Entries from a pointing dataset
START

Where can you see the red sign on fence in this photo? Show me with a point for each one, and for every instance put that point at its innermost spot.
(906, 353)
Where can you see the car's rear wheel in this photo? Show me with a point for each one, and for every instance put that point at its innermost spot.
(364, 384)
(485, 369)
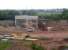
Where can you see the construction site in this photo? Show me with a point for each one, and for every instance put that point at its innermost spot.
(52, 35)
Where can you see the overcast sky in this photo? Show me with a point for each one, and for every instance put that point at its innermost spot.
(33, 4)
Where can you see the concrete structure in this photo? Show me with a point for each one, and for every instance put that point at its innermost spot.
(29, 23)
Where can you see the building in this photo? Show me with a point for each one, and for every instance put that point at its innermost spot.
(29, 23)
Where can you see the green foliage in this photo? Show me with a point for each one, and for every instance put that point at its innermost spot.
(4, 45)
(36, 47)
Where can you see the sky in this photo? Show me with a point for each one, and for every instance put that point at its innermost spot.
(33, 4)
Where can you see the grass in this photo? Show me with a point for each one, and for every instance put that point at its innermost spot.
(4, 45)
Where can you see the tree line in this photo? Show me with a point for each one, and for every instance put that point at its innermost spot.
(10, 14)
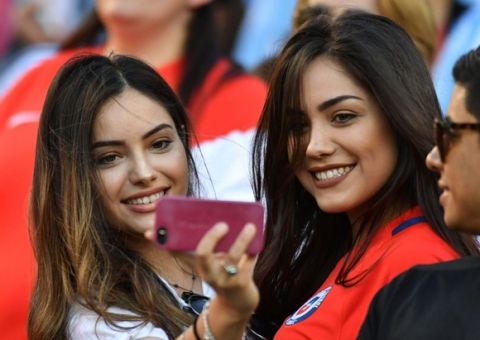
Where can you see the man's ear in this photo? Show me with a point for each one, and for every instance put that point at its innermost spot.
(198, 3)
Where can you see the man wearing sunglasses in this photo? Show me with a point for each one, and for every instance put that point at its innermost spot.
(442, 301)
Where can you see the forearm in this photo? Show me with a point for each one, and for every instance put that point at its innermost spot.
(218, 321)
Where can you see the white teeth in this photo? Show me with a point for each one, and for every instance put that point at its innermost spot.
(332, 173)
(147, 199)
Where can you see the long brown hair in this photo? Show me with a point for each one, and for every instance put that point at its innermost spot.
(304, 243)
(81, 257)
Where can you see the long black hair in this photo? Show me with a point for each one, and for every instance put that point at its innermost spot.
(303, 243)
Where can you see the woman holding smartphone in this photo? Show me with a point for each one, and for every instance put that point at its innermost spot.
(113, 140)
(339, 159)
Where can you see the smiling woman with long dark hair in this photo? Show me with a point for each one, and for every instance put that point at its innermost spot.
(339, 159)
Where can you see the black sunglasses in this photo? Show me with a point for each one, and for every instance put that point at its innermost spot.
(445, 131)
(195, 302)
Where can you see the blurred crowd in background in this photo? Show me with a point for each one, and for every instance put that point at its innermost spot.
(32, 30)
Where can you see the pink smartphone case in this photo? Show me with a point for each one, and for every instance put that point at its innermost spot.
(181, 222)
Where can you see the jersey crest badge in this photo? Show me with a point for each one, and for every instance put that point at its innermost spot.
(308, 307)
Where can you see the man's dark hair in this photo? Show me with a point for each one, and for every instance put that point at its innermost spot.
(466, 72)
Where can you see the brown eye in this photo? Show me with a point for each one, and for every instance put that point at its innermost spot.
(161, 144)
(107, 159)
(343, 118)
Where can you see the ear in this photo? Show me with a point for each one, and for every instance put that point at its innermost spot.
(198, 3)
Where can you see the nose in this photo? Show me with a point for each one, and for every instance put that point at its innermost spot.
(319, 143)
(433, 160)
(142, 171)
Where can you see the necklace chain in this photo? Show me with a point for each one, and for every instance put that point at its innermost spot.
(192, 275)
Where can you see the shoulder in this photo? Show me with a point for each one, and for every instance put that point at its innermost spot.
(86, 324)
(421, 279)
(418, 244)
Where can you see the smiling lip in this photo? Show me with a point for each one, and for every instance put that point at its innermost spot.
(328, 176)
(145, 202)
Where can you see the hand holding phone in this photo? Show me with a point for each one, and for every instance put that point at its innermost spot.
(181, 222)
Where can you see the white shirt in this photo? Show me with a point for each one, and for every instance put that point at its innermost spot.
(85, 324)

END

■ Your instructions:
The data above should be repeated exactly, minus any pictures.

■ Task response:
Where can you see the red sign on fence in this photo? Show me with a point for each one, and for every instance put that point at its innermost spot.
(906, 353)
Where can you see the car's rear wheel in this photo? Show me with a point for each one, and for every instance put that point at its innermost spot.
(364, 384)
(485, 369)
Where can you see the construction site in this photo? Show me with a point for each one, and for every instance put that point at its innermost spot.
(52, 35)
Where can you see the overcast sky in this photo? Show me with a point for each one, and for every instance put that point at its innermost spot.
(33, 4)
Where can you see the concrete structure in this photo? Show me with a point for each one, and for every instance put that point at its innermost spot.
(29, 23)
Where can you see the building in this photo? Show me with a point for each one, and for every instance put that point at its innermost spot.
(29, 23)
Where can you see the green foliage in this photo? Show me with a point for each one, and for every instance put that point at its innermost spot.
(4, 45)
(36, 47)
Where can you see the sky in this photo? Show me with a point for each one, and for every instance put that point at its innermost spot.
(33, 4)
Where can you see the grass in this photo? Show me with a point for each one, and for every instance put that point at its innermost spot.
(4, 45)
Where can you see the tree line in this photo? Show me with a point for each one, and for every instance put that point at its innermost spot.
(10, 14)
Where can you see the man's ear in this photo? Show me with a point for each one, and for every instance put that point at its innermost spot.
(198, 3)
Where can you see the man wearing sunglasses in this photo? Show me with a point for each one, and for every instance put that point at its innermost spot.
(442, 301)
Where can you see the forearm in this photo? Show me with a point for each one, and for every instance put that point at its innermost spot.
(218, 321)
Where can you see the white teeth in this photo? Show me with a point for each one, and for every instance put that point at its innermost spot.
(332, 173)
(147, 199)
Where can you see the long brown hair in this photo? Show me with a point for each one, and for every instance put that point at its innermost spot.
(304, 243)
(81, 257)
Where can you see the long black hair in this photo? Show me with a point for each one, and for every instance put that point at its innermost spot.
(303, 243)
Where can you see the woman holding smartphone in this photo? Show me with a point for each one, and for every instance put that point at its innermost spot.
(113, 140)
(339, 159)
Where can you see the smiling woman with long dark hair in this photo? Show me with a point for each one, and for every instance put that point at its innermost spot.
(339, 159)
Where can you see the black sunglasses in this photo? Show me with a point for each one, and for every instance put that point at its innermost spot.
(445, 131)
(195, 302)
Where can you see the blurred crowd in background in this photo? Show me with a point for each one, and for every instance put that point at its innermost spot.
(32, 30)
Where can you see the pink smartphone case in this photo? Show me with a point for each one, and for every instance put that point at its innermost spot.
(181, 222)
Where can you see the jersey crest badge in this photo? Show me with a point for each one, and for every instance put that point at its innermost spot.
(308, 307)
Where can you see the man's dark hair in this photo? Show me with a point for each one, and for every instance put that point at its innermost spot.
(466, 72)
Where can you see the brown eye in this photo? Show me with a point for each one, and for every instance put that point at its innermost spot.
(161, 144)
(107, 159)
(343, 118)
Where can you see the ear in this photo? Show me with a point for each one, and for every instance put that point at its innermost spot.
(198, 3)
Where can you see the nose in this photo? Show me with a point for each one, and for every instance put that point at its innermost spot.
(319, 143)
(433, 160)
(142, 171)
Where can you see the necklace chain in this photo? Show me with a point for each one, and for every instance put that point at its innermost spot.
(192, 275)
Where can you see the shoulder in this photo? Show me with a point for each one, and for every instance put that point at its innermost spot.
(86, 324)
(421, 279)
(418, 244)
Where can you see the smiling lip in this photo? Show me with a point for each one, and for every instance put that point at its innermost spot.
(328, 176)
(145, 202)
Where can you see the hand holding phone in this photo? Show me with a point for each one, and for every instance put that point at its innermost spot.
(181, 222)
Where can you see the white shirt in this photo? Show me with a point for each one, and for every instance put that point at its innermost spot.
(85, 324)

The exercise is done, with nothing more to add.